* PROVIDED INFORMATION
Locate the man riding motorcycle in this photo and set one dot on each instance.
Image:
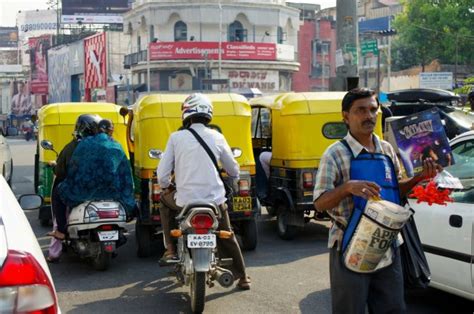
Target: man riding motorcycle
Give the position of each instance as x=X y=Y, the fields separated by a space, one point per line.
x=98 y=170
x=197 y=178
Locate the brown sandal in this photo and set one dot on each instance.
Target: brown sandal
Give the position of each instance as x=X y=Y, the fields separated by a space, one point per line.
x=56 y=234
x=244 y=283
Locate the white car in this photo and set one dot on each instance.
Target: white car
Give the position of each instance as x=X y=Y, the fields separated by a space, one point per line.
x=6 y=161
x=26 y=285
x=446 y=232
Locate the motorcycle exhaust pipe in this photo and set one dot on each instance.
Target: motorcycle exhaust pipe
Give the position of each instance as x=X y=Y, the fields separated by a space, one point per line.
x=224 y=277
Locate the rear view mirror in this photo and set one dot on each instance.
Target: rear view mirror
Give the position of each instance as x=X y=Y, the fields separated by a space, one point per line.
x=30 y=201
x=236 y=152
x=155 y=154
x=45 y=144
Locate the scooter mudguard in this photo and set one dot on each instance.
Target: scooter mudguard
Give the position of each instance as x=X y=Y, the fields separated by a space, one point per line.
x=201 y=259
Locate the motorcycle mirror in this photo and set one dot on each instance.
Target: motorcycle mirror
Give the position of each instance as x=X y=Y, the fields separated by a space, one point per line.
x=236 y=152
x=155 y=154
x=123 y=111
x=30 y=201
x=47 y=145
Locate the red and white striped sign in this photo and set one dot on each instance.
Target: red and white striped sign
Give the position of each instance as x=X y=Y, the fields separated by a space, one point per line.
x=95 y=61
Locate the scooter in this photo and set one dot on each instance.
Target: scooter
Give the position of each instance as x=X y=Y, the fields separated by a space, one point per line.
x=95 y=229
x=197 y=263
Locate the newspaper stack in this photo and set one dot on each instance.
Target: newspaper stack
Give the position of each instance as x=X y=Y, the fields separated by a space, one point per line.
x=378 y=227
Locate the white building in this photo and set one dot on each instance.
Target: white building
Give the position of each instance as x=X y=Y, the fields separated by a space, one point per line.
x=257 y=48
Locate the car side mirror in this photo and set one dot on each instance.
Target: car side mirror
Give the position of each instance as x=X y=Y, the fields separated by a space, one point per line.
x=30 y=201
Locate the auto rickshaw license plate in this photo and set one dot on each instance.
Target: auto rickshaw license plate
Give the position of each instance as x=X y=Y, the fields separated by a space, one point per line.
x=241 y=204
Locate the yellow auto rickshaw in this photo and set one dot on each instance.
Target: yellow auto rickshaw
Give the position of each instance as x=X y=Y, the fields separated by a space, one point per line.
x=56 y=124
x=302 y=125
x=151 y=121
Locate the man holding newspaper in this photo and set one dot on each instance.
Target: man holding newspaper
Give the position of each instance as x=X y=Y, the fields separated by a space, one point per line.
x=359 y=168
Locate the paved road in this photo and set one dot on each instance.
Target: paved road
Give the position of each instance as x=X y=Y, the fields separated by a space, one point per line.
x=288 y=277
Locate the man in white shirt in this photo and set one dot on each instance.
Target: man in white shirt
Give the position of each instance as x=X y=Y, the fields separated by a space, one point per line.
x=196 y=177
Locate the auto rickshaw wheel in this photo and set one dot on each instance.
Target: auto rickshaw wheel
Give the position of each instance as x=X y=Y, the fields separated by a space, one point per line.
x=285 y=231
x=143 y=234
x=249 y=234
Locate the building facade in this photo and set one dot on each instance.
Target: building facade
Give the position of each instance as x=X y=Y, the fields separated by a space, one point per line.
x=317 y=50
x=191 y=43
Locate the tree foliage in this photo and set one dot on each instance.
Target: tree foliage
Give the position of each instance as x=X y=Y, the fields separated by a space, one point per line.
x=434 y=29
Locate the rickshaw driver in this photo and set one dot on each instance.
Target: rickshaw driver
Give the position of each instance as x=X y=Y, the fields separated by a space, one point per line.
x=382 y=291
x=197 y=178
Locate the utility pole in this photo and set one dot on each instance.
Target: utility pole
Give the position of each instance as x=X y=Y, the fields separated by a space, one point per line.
x=220 y=42
x=347 y=33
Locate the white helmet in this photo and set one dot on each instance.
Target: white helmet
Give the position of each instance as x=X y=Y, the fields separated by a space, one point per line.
x=196 y=105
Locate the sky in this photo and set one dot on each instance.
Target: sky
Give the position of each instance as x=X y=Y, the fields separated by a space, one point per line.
x=9 y=8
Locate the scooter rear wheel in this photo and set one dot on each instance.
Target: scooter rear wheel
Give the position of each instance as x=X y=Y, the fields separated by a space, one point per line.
x=198 y=292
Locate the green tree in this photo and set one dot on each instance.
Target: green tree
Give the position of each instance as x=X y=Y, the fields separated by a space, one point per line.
x=434 y=29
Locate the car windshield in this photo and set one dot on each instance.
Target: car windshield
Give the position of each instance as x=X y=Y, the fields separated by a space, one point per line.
x=462 y=118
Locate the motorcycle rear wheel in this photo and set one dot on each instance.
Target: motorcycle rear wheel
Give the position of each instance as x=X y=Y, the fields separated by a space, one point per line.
x=198 y=292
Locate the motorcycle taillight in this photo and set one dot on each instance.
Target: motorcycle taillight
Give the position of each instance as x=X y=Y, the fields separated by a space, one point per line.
x=156 y=192
x=244 y=188
x=308 y=180
x=202 y=223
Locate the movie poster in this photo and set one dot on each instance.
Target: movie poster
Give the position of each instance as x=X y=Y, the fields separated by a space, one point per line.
x=21 y=100
x=38 y=60
x=420 y=136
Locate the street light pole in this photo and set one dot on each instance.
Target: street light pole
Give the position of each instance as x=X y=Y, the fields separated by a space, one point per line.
x=220 y=42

* EXERCISE DETAILS
Rewrite the lines above from the one that contains "Locate the paved" through the one that contains "x=288 y=277", keeping every line in that span. Shift the answer coordinates by adding 118 to each number, and leave all other text unchanged.

* FULL RESPONSE
Locate the paved road in this photo and set one dot on each instance.
Target: paved road
Give the position of each instance as x=X y=Y, the fields separated by a space, one point per line.
x=406 y=395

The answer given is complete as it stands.